[Point localization data]
★ ★ ★ ★ ★

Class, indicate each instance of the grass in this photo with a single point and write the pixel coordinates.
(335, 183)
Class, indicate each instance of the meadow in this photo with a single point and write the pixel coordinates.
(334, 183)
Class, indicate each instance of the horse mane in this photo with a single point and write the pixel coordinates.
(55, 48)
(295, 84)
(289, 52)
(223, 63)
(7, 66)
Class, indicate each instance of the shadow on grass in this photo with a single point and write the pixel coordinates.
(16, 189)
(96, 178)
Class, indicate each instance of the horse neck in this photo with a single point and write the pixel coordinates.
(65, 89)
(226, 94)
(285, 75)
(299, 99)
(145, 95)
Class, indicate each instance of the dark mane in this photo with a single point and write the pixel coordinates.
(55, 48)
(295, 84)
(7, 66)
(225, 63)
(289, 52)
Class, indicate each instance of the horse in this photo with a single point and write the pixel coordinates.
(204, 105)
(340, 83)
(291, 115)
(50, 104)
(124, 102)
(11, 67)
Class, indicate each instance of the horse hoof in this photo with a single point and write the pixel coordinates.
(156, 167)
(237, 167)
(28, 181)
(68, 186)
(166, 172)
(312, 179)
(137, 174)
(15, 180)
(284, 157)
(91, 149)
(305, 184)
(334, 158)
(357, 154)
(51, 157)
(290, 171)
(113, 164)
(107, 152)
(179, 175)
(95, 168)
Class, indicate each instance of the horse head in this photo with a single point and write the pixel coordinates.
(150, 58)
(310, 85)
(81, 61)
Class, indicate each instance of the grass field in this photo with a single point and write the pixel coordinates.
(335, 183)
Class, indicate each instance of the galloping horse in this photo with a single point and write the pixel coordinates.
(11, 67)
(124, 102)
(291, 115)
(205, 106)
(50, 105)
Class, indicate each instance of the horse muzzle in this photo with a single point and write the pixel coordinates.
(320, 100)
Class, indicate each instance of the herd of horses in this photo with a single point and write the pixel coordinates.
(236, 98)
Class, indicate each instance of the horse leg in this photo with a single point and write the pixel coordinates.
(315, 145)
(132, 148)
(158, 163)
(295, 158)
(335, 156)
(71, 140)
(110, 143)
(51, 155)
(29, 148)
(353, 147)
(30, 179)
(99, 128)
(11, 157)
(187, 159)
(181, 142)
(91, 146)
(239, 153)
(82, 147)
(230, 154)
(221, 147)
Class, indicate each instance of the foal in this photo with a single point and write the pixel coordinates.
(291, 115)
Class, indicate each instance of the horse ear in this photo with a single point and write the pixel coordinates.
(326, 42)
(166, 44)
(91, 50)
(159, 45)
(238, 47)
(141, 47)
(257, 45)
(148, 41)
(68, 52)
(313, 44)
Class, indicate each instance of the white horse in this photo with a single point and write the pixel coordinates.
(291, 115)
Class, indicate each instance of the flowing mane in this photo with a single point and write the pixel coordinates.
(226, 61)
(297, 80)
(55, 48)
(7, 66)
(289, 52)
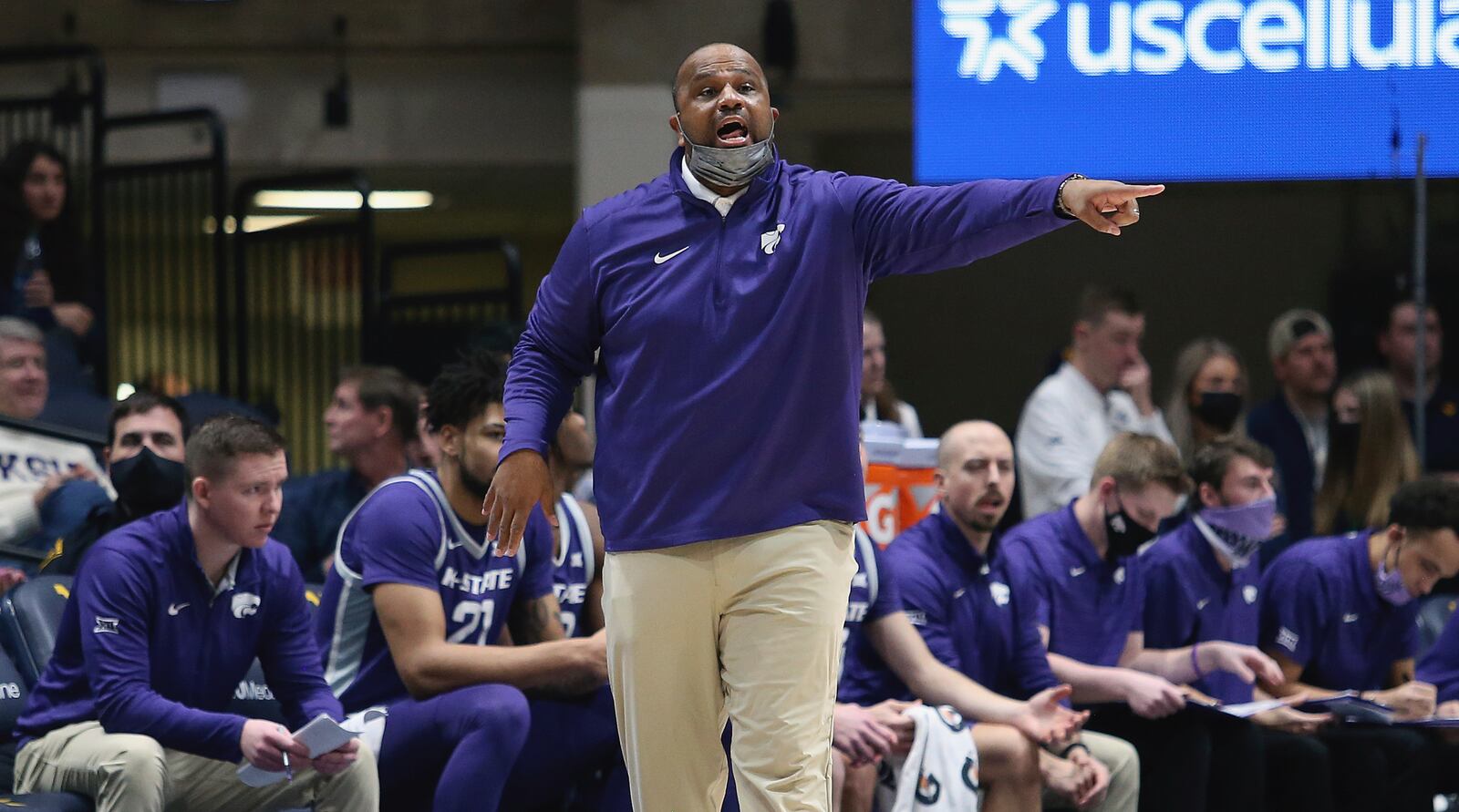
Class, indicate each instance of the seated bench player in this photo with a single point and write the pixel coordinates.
(1339, 614)
(578, 534)
(413, 608)
(1076, 570)
(1006, 732)
(969, 622)
(167, 615)
(1203, 585)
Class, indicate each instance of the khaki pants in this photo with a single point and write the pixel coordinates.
(744, 627)
(129, 773)
(1123, 775)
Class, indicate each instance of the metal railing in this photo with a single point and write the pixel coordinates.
(167, 255)
(301, 293)
(422, 327)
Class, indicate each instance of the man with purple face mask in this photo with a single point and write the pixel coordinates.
(1337, 614)
(1083, 581)
(1201, 586)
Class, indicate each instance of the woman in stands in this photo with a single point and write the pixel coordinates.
(1208, 396)
(879, 400)
(41, 255)
(1371, 454)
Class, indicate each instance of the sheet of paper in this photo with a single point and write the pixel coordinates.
(1351, 707)
(1242, 710)
(318, 736)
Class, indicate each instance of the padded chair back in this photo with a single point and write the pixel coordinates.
(29, 622)
(12, 695)
(1432, 619)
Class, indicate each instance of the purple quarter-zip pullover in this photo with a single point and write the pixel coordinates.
(729, 349)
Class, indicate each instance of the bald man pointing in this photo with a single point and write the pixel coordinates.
(722, 301)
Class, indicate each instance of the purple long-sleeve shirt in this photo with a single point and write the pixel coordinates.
(729, 349)
(146, 644)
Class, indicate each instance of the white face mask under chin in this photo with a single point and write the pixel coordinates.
(731, 167)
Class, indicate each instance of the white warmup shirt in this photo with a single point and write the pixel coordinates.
(1064, 426)
(26, 461)
(940, 773)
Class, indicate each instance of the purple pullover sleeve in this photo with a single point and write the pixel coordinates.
(902, 229)
(289, 655)
(554, 350)
(926, 604)
(117, 595)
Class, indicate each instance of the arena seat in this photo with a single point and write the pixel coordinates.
(29, 619)
(12, 702)
(1433, 614)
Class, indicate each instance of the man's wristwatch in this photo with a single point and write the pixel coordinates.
(1058, 197)
(1071, 748)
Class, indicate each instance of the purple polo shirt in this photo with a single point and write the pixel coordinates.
(1441, 665)
(1191, 600)
(965, 612)
(1089, 605)
(1320, 608)
(727, 349)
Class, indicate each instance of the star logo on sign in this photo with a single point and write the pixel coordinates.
(984, 56)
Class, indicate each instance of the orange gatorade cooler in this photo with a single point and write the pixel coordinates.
(901, 488)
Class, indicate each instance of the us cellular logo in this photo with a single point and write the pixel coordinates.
(1159, 36)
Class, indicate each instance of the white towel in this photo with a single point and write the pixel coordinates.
(940, 772)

★ ★ ★ ★ ★

| WHAT YOU HAVE TO DO |
An exact repetition of all the records above is required, excluding the pictures.

| WRITTEN ANSWER |
Class, indicate each instance of the grass in this photo with a single point and write the pixel coordinates.
(335, 183)
Class, indicate each instance of the meadow in this photo with a single point and write the pixel coordinates.
(334, 183)
Class, indicate each instance of the horse mane in this photo with a single point and write the pixel coordinates.
(55, 48)
(295, 84)
(289, 52)
(223, 63)
(7, 66)
Class, indicate each instance of the shadow on grass in this photo with a single point and write the pixel coordinates.
(16, 189)
(96, 178)
Class, indicate each instance of the horse neck in this photo with a single point and write the pixel coordinates.
(65, 89)
(226, 94)
(285, 75)
(299, 99)
(145, 95)
Class, indicate each instance of the dark mane in this photo with a single point and write the pixel coordinates.
(55, 48)
(295, 84)
(7, 66)
(225, 63)
(289, 52)
Class, indicate each instance of the horse in this photo with a single point and write the pixel coordinates.
(204, 105)
(340, 83)
(291, 115)
(50, 104)
(124, 102)
(11, 67)
Class, indicate each instance of the horse hoof in this photo with a single point and write the pixel coordinates.
(156, 167)
(237, 167)
(28, 181)
(68, 186)
(166, 172)
(312, 179)
(137, 174)
(15, 180)
(284, 157)
(91, 149)
(305, 184)
(334, 158)
(357, 154)
(51, 157)
(290, 171)
(113, 164)
(107, 152)
(179, 175)
(95, 168)
Class, indicate each instance of the horse head in this photo with a single point and write the pixel coordinates.
(150, 58)
(310, 85)
(81, 61)
Class, indicate each instance of the grass field in this photo with a single point and write the pixel coordinates.
(335, 183)
Class, indicate each instance of the galloping horse in this photo with a single point and write the pixel coordinates.
(11, 67)
(124, 102)
(291, 115)
(205, 106)
(50, 105)
Class, indicate each instance of the horse muzzle in this photo with a single point and write the pixel coordinates.
(320, 100)
Class, indicate each instance of the herd of horses in this photo with a single point and write the pixel coordinates.
(236, 98)
Class, indicate each instance of the horse leg in this photo with a single point and write the pixel coordinates.
(315, 145)
(132, 148)
(158, 163)
(295, 158)
(335, 156)
(71, 140)
(110, 143)
(51, 155)
(29, 148)
(353, 147)
(30, 179)
(99, 128)
(11, 157)
(187, 159)
(181, 142)
(91, 146)
(239, 153)
(82, 147)
(230, 154)
(221, 147)
Class, indicate each instance of the foal in this photo with a single point and write the pixel coordinates.
(291, 115)
Class, indicate each instance of the horse ear in this photo with a single point and write the pixel coordinates.
(326, 42)
(166, 44)
(91, 50)
(159, 45)
(238, 47)
(141, 47)
(257, 45)
(148, 41)
(68, 52)
(313, 44)
Class, indicate each instance of the white horse in this photo with a single point and write the pixel coordinates.
(291, 115)
Class, indicate each instance of the flowing mane in this photo with a single point and write the pixel coordinates.
(226, 61)
(297, 80)
(55, 48)
(7, 66)
(289, 52)
Class, indicate each instance of the seated bench player in this photo with a single point and write the pixel coordinates.
(1339, 614)
(578, 534)
(413, 608)
(1076, 570)
(1006, 732)
(969, 622)
(167, 615)
(1203, 585)
Class, indicate each instance of the khaki pants in this photo with a single point and write the pixel coordinates.
(744, 627)
(129, 773)
(1123, 775)
Class, indicate each instance of the metal railing in this photo with a single point and write the pixel coordinates.
(167, 255)
(301, 293)
(422, 327)
Class, indicate each instance of the man with purple face mask in this photo with a single point and write the pixel coordinates.
(1337, 614)
(1083, 581)
(1201, 586)
Class, indicate each instance of the woman in stands in this photo with a single point and write the pixel coordinates.
(1208, 396)
(879, 400)
(41, 255)
(1371, 454)
Class, indicate each instance of the sheet of paper in this photo with a single point and write the pixel coordinates.
(1351, 707)
(1242, 710)
(318, 736)
Class, indicate each instance of the padded chair back in this photo with a single point and write the pixel coordinates.
(29, 622)
(12, 695)
(1432, 619)
Class, indicate each instance of the purple quarter-zip pullover in this photo with a single point and write the pixel coordinates.
(729, 349)
Class, indicate each instance of the bald man pointing in this photo with a single point and write the pixel coordinates.
(722, 301)
Class, indicate each instance of the purple long-sleeve shirt in this photo with a single point and write the pixel coordinates.
(729, 349)
(146, 644)
Class, indicate each instance of the white face mask under chin in this photo with a single point and write the pixel coordinates.
(731, 167)
Class, indicate each instance of the white warmup shirt in this photo with a single point and write the pixel coordinates.
(1064, 426)
(26, 461)
(940, 773)
Class, indicate each instance of the purple pullover sleeve in this photo with a single point and write the pixel coordinates.
(902, 229)
(289, 655)
(554, 350)
(926, 604)
(117, 595)
Class, indicate each instance of the arena seat in this photo with a single point and write the pixel coordinates.
(29, 619)
(12, 702)
(1433, 614)
Class, indicate each instance of the man's wristwatch in this photo with a single point and write the pixel coordinates.
(1058, 197)
(1071, 748)
Class, indicate each instance of the purple polo shirt in this photo with a single point and write the pixel coordinates.
(1441, 665)
(1191, 600)
(965, 612)
(1089, 605)
(1320, 608)
(727, 349)
Class, indicate each instance of the star logo on sign in this photo with a single point and write the pixel coordinates.
(984, 56)
Class, indicate each instance of the orange gatorade cooler in this photo with a single point and write the pixel coordinates.
(901, 488)
Class, indicate each instance of the us cellular logo in this photo with a single point and write the pixel coordinates.
(1159, 36)
Class, indicate each instance of the white towel in this photo with a single point and write the pixel coordinates.
(940, 772)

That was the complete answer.